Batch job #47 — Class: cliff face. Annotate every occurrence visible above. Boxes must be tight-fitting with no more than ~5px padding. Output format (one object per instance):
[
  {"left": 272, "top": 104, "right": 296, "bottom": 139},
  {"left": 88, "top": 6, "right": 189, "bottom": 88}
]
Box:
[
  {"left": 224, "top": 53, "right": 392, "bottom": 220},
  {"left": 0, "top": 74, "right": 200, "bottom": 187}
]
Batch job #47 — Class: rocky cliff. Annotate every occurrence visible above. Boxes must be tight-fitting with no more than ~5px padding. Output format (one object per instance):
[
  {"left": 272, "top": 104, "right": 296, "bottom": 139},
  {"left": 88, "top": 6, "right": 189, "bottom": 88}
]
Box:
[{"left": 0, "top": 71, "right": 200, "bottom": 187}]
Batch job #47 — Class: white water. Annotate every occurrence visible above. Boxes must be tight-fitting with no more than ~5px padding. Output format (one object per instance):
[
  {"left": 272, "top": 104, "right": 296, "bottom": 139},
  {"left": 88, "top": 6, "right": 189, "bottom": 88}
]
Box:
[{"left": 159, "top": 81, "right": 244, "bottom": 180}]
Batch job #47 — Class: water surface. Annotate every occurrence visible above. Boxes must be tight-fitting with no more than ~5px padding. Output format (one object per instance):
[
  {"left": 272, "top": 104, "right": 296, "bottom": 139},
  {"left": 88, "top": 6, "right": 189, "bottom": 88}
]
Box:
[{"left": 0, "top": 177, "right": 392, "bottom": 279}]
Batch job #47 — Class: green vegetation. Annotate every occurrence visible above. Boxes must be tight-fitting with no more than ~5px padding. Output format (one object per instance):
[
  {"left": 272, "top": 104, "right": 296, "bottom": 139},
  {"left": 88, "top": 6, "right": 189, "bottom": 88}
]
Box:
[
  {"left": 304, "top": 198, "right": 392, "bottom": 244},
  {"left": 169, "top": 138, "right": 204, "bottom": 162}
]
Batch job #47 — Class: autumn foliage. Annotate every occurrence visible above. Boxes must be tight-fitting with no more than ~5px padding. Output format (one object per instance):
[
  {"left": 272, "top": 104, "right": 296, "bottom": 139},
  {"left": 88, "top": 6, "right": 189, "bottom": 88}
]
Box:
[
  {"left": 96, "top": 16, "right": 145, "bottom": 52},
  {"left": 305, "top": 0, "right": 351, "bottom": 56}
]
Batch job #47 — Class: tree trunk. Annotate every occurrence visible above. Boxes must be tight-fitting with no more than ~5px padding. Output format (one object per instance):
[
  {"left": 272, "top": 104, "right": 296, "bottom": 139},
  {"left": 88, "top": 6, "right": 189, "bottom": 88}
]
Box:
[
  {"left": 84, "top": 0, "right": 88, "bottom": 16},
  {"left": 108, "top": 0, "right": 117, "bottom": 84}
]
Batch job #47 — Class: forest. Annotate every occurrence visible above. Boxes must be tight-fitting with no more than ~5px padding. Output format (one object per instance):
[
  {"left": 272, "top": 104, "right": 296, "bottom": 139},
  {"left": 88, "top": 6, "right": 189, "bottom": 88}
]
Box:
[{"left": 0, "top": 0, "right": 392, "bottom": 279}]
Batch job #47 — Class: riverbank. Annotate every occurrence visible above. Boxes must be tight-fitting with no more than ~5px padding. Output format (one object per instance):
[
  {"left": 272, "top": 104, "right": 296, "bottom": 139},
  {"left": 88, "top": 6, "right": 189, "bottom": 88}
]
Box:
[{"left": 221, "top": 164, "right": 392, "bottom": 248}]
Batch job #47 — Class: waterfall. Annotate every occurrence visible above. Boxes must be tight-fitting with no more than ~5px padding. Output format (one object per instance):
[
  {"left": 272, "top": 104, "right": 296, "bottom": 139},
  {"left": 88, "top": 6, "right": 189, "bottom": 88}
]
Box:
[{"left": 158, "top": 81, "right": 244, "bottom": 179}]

************

▸ WHAT THE TASK ASKS:
Rewrite all of the records above, changing each instance of "tight-fitting" to "snug" and leaving every other character as it stands.

▸ FULL ANSWER:
Batch job #47 — Class: cliff face. Annotate every occurrence visible above. Boxes must be snug with no more than ~5px padding. Output format (one object per instance):
[
  {"left": 272, "top": 104, "right": 296, "bottom": 139},
  {"left": 88, "top": 6, "right": 189, "bottom": 88}
]
Box:
[
  {"left": 224, "top": 53, "right": 392, "bottom": 220},
  {"left": 0, "top": 74, "right": 200, "bottom": 187}
]
Batch job #47 — Class: rocky cliff. Annotate every occurrence visible above. Boxes must be snug with no more than ~5px padding. Output format (one object per instance):
[
  {"left": 272, "top": 104, "right": 296, "bottom": 139},
  {"left": 88, "top": 6, "right": 189, "bottom": 88}
]
Box:
[{"left": 0, "top": 71, "right": 200, "bottom": 187}]
Batch job #47 — Class: white water. Annotate every occurrence visible above. Boxes must be snug with no more than ~5px padding. Output format (one object per instance):
[
  {"left": 272, "top": 104, "right": 296, "bottom": 139},
  {"left": 88, "top": 6, "right": 189, "bottom": 88}
]
Box:
[{"left": 159, "top": 81, "right": 244, "bottom": 180}]
Batch job #47 — Class: water surface. Annotate every occurrence visible above. Boxes must be snug with no more than ~5px padding. Output format (one object per instance):
[
  {"left": 272, "top": 104, "right": 296, "bottom": 139},
  {"left": 88, "top": 6, "right": 189, "bottom": 88}
]
Box:
[{"left": 0, "top": 177, "right": 392, "bottom": 279}]
Batch job #47 — Class: green vegetation. Annotate every occurrence visible above. Boxes must be snug with no more than ~5px padding. Output format (one object per instance):
[
  {"left": 272, "top": 104, "right": 296, "bottom": 139},
  {"left": 88, "top": 6, "right": 189, "bottom": 88}
]
Box:
[
  {"left": 304, "top": 198, "right": 392, "bottom": 244},
  {"left": 169, "top": 138, "right": 204, "bottom": 162}
]
Batch job #47 — Class: autumn foliage. Annotate every occurrence visible above. Boxes must be snug with no more than ~5px padding. Output format (one object per instance):
[
  {"left": 272, "top": 104, "right": 296, "bottom": 139},
  {"left": 88, "top": 6, "right": 189, "bottom": 88}
]
Box:
[
  {"left": 96, "top": 16, "right": 145, "bottom": 52},
  {"left": 305, "top": 0, "right": 351, "bottom": 56}
]
Batch job #47 — Class: tree trunk. Annotate every occurrence visible above. Boxes must be snug with no more than ~5px padding. Output format (one object per instance):
[
  {"left": 272, "top": 104, "right": 296, "bottom": 139},
  {"left": 88, "top": 6, "right": 189, "bottom": 88}
]
Box:
[
  {"left": 84, "top": 0, "right": 88, "bottom": 16},
  {"left": 108, "top": 0, "right": 117, "bottom": 84}
]
Batch job #47 — Class: forest. Annotate every occurrence visible above. Boxes must be snug with no more than ~5px padding. Output format (one object per instance):
[
  {"left": 272, "top": 104, "right": 296, "bottom": 139},
  {"left": 88, "top": 6, "right": 189, "bottom": 88}
]
Box:
[{"left": 0, "top": 0, "right": 392, "bottom": 279}]
Batch job #47 — Class: riverbank. Annotate every occurrence visible above. Boxes must be snug with no more than ~5px padding. Output format (one object per instance):
[
  {"left": 272, "top": 104, "right": 296, "bottom": 139},
  {"left": 88, "top": 6, "right": 189, "bottom": 88}
]
Box:
[{"left": 221, "top": 164, "right": 392, "bottom": 248}]
Batch job #47 — Class: waterfall. Annotate every occurrence visible above. Boxes must be snug with no more than ~5px padding. Output format (one object per instance):
[
  {"left": 272, "top": 104, "right": 296, "bottom": 139},
  {"left": 88, "top": 6, "right": 189, "bottom": 88}
]
Box:
[{"left": 158, "top": 81, "right": 244, "bottom": 179}]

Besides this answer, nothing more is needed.